━━ Provided text

Performs a multiple hypotheses testing in linear mixed models

Usage

mhtp(data,Y,z,grp,D,fix,rand,alpha,step,num,ordre,m,show,IT,maxq,speed)

Arguments

data

Input matrix of dimension n * p; each row is an observation vector. The intercept should be included in the first column as (1,...,1). If not, it is added.

Y

Response variable of length n.

z

Random effects matrix. Of size n*q.

grp

Grouping variable of length n.

D

Logical value. If TRUE, the random effects are considered to be independent, i.e. Psi is a diagonal matrix. D=TRUE should be used with nested grouping factors.

fix

Number of variables which are not submitted to selection. They have to be in the first columns of data. Default is 1, the selection is not performed on the intercept.

rand

A vector of length q: each entry k is the position of the random effects number k in the data matrix, 0 otherwise. If z contains variables that have both a fixed and a random effect, it is advised to not submit them to selection.

alpha

A user supplied type I error sequence. Default is (0.1,0.05).

step

The algorithm performs at most step iterations. Default is 3000.

num

Number of variables one wishes to order. Default is min(n-1,p-1,30).

━━━━

§ **Set exercise 1**:
Summarize the mhtp function documentation in two sentences.
§ **Set exercise 2**:
Pick up the mhtp function documentation after its last argument entry and continue it.

━━ Record set

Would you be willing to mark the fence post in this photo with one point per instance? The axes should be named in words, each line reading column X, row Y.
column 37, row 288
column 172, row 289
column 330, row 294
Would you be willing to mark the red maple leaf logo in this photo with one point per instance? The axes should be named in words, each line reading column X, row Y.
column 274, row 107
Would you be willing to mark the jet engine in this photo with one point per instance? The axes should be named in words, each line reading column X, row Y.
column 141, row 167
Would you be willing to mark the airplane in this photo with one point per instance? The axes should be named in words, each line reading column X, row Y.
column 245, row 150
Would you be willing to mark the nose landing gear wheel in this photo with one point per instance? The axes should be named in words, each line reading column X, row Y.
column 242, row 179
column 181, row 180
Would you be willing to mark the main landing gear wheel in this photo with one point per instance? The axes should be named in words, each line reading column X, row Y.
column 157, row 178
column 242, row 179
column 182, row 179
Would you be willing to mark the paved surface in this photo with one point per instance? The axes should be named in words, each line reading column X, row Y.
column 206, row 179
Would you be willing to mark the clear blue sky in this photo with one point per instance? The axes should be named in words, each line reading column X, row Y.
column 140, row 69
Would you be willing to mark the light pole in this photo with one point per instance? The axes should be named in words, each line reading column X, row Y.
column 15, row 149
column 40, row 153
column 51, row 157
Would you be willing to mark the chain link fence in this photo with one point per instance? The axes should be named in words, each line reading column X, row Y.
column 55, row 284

━━━━
━━ Record set

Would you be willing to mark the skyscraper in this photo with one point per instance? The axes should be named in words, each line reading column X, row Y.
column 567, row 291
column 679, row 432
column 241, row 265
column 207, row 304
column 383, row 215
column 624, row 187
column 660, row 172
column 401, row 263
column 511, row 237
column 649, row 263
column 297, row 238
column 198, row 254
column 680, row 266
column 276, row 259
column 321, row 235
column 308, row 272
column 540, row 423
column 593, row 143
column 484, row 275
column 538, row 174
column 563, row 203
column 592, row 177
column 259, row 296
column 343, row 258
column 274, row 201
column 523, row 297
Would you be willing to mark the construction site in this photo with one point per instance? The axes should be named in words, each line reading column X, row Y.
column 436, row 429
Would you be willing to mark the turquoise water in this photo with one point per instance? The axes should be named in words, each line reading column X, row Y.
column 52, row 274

━━━━

§ **Exercise response 1**:
The mhtp function performs multiple hypotheses testing in linear mixed models, taking a data matrix whose first column is the intercept, a response variable, a random effects matrix and a grouping variable. Other arguments set whether the random effects are independent, how many leading variables are exempt from selection, where the random effects sit in the data matrix, the type I error sequence (default 0.1 and 0.05), the maximum number of iterations (default 3000) and how many variables to order.

§ **Exercise response 2**:
ordre

Several possible algorithms to order the variables, ordre=c("bolasso","pval","pval_hd","FR"). "bolasso" uses the dyadic algorithm with the Bolasso techniaue, "pval" uses the p-values obtained with a regression on the full set of variables (only when p<n), "pval_hd" uses marginal regression, "FR" uses Forward Regression. Default is "bolasso".

m

Number of bootstrapped iteration of the Lasso. Only use if the algorithm is set to "bolasso". Default is m=10.

show

Vector of logical values, show=(showordre,showresult,showit). Default is (0,0,0). If showordre=TRUE, show the ordered variables at each step of the algorithm. if showresult=TRUE, show the value of the statistics and the estimated quantile at each step of the procedure; if ordre=bolasso. if showit=TRUE, show the iterations of the algorithm.

IT

Number of simulations in the calculation of the quantile. Default is 10000.

maxq

Number of maximum multiple hypotheses testing to do. Default is min(log(min(n,p)-1,2),5).

speed

Logical value. If TRUE, the algorithm is speeded up once the criteria convergence in beta and u are fulfilled.

Value

A 'mhtp' object is returned for which refit is available.

data

List of the user-data: the scaled matrix used in the algorithm, the first column being (1,...,1); Y; z and grp.

beta

The estimated vector of fixed effects coefficients. Each row concern a specific user level alpha.

fitted.values

Fitted values calculated with the fixed effects and the random effects.

u

Matrix with #alpha columns. Each column is the concatenation of the estimated random effects (u_1',...,u_q')' for the user level alpha.

Psi

Variance of the random effects. Matrix of dimension q*q.

sigma_e

Variance of the residuals.

it

Number of iterations of the algorithm.

quantile

Array of all the estimated quantiles calculated during the procedure.

ordrebeta

All different order that has been used during the procedure.

converge

Did the algorithm converge?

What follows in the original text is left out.